# [Extracted text]

★ ★ ★ ★

So, my name is Joe and I have been collecting Baseball Cards for almost 40 years.
I am a set collector. I do PC some players (Mattingly, Ripken, Gwynn, Nolan Ryan and Ozzie Smith.), but mostly as part of sets and then some oddball stuff. Mattingly is my number 1.
Enter flashback story:
It was April of 1984--my birthday actually--my Uncle Ray bought me a random cello pack of 1984 Topps. The top card was Rick Cerone. Now, this was particularly nice considering that I grew up in Brooklyn, NY and was a die hard Yankees fan. What this also did was start my love of cards.
But it wasn't until 1987 that I really go into it. Something about working towards that Topps set made it even more of a thing for me. Unfortunately, it would be 1990 before I finished my first set (Topps) and that feeling was the best.

★ ★ ★ ★

# [Extracted records]
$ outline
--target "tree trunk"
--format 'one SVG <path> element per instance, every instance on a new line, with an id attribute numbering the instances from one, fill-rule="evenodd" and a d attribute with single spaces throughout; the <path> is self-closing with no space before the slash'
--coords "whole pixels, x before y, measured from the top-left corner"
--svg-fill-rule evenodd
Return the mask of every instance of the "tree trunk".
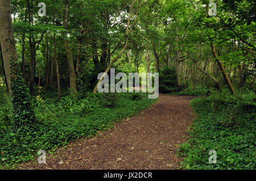
<path id="1" fill-rule="evenodd" d="M 154 53 L 155 54 L 155 60 L 156 61 L 156 70 L 157 70 L 157 72 L 159 72 L 159 70 L 160 70 L 159 56 L 158 55 L 158 53 L 156 52 L 156 49 L 155 48 L 155 44 L 154 43 L 153 41 L 151 41 L 151 43 L 152 43 L 152 46 L 153 47 Z"/>
<path id="2" fill-rule="evenodd" d="M 213 55 L 213 57 L 216 60 L 217 63 L 218 64 L 218 66 L 220 66 L 220 68 L 221 70 L 221 71 L 223 74 L 223 77 L 224 78 L 224 79 L 228 84 L 228 86 L 229 87 L 229 89 L 231 92 L 232 94 L 235 94 L 235 91 L 234 89 L 234 87 L 232 86 L 232 83 L 231 83 L 230 79 L 229 79 L 229 76 L 228 75 L 226 70 L 225 70 L 224 66 L 223 65 L 222 62 L 220 61 L 220 58 L 218 58 L 218 56 L 217 55 L 216 51 L 215 49 L 214 45 L 213 43 L 210 44 L 210 47 L 212 47 L 212 54 Z"/>
<path id="3" fill-rule="evenodd" d="M 150 72 L 150 52 L 147 52 L 147 73 Z"/>
<path id="4" fill-rule="evenodd" d="M 63 22 L 64 28 L 68 30 L 68 0 L 65 0 Z M 68 45 L 68 32 L 63 32 L 63 44 L 66 51 L 67 61 L 68 67 L 68 73 L 69 75 L 69 83 L 71 94 L 76 96 L 77 89 L 76 87 L 76 75 L 75 71 L 74 64 L 73 62 L 73 54 Z"/>
<path id="5" fill-rule="evenodd" d="M 179 37 L 177 36 L 175 36 L 175 41 L 177 45 L 179 44 Z M 181 57 L 181 52 L 180 49 L 176 48 L 175 50 L 175 68 L 176 68 L 176 73 L 177 74 L 177 86 L 179 90 L 181 89 L 181 80 L 180 80 L 180 60 Z"/>
<path id="6" fill-rule="evenodd" d="M 108 66 L 107 69 L 105 71 L 105 74 L 108 74 L 108 73 L 110 70 L 110 68 L 112 67 L 112 66 L 114 64 L 114 63 L 117 60 L 118 60 L 118 58 L 121 57 L 122 54 L 123 53 L 123 52 L 125 50 L 125 49 L 127 48 L 127 44 L 128 44 L 128 36 L 129 36 L 129 34 L 130 33 L 130 32 L 131 32 L 133 26 L 137 23 L 137 16 L 138 16 L 138 11 L 139 11 L 139 5 L 140 5 L 140 3 L 141 3 L 141 0 L 139 0 L 139 3 L 138 3 L 138 5 L 137 10 L 137 12 L 136 12 L 136 15 L 135 15 L 135 17 L 134 18 L 133 23 L 131 26 L 131 27 L 129 27 L 130 23 L 130 22 L 131 22 L 131 14 L 133 13 L 133 6 L 134 5 L 134 1 L 135 1 L 135 0 L 133 0 L 133 1 L 131 2 L 131 8 L 130 9 L 129 16 L 128 18 L 128 22 L 127 23 L 126 30 L 125 31 L 125 45 L 123 45 L 123 47 L 121 49 L 121 50 L 118 53 L 118 54 L 109 64 L 109 65 Z M 99 85 L 100 83 L 104 79 L 105 76 L 105 75 L 104 75 L 104 74 L 101 76 L 101 77 L 100 78 L 100 79 L 98 81 L 98 83 L 97 83 L 96 86 L 95 86 L 94 89 L 93 89 L 93 93 L 97 93 L 97 92 L 98 91 L 98 86 Z"/>
<path id="7" fill-rule="evenodd" d="M 23 79 L 25 85 L 27 86 L 27 78 L 26 77 L 26 71 L 25 71 L 25 35 L 22 35 L 22 63 L 21 68 L 22 70 L 22 74 L 23 75 Z"/>
<path id="8" fill-rule="evenodd" d="M 53 44 L 54 44 L 54 60 L 56 64 L 56 74 L 57 76 L 57 86 L 58 87 L 58 96 L 59 99 L 60 99 L 60 74 L 59 73 L 59 64 L 57 60 L 56 55 L 56 39 L 55 33 L 53 33 Z"/>
<path id="9" fill-rule="evenodd" d="M 11 94 L 11 61 L 18 62 L 18 56 L 15 47 L 11 16 L 10 0 L 0 1 L 0 44 L 5 67 L 5 72 Z M 12 67 L 15 65 L 12 65 Z M 14 69 L 15 71 L 15 69 Z M 13 73 L 14 75 L 15 72 Z"/>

★ ★ ★ ★

# [Apply what you read]
1 – In the baseball card collecting text, which players does Joe say he personally collects?
2 – Resume the baseball card collecting text right after its final sentence.
The lines were taken from a different source than the text.

# [Answers to this exercise]
1 – Mattingly, Ripken, Gwynn, Nolan Ryan and Ozzie Smith

2 –
For the next 7 years I collected like crazy. Any set. Any sport. Even non-sport. I wanted them all. My family moved to Florida in 1993 and the collection moved with us.
Then, in 1997, I joined the Army...
For the next few years, cards were sporadic and a career was forming. In 2001 I got pretty heavily back into the hobby and that lasted between deployments until about 2005. From 2005 until 2013, cards were an on again off again thing for me.
In 2013, I was medically retired from the Army after 15 years. I worked in Georgia for a bit before moving to Washington state. The collection moved with us. It was up to about 150,000 cards. I was living with some former friends when we decided to moved from the Kitsap side of the water to the Seattle side. When that happened, I was convinced to let the majority of the collection go--and so I did. Hurts to think about all of the cards I lost to a sale I saw no money from by people who manipulated me for almost a decade.
But, we move on...
Finally, after I moved out of that situation with my now wife and escaped the people who had made everything kind of horrible, was I able to look at what I wanted from life.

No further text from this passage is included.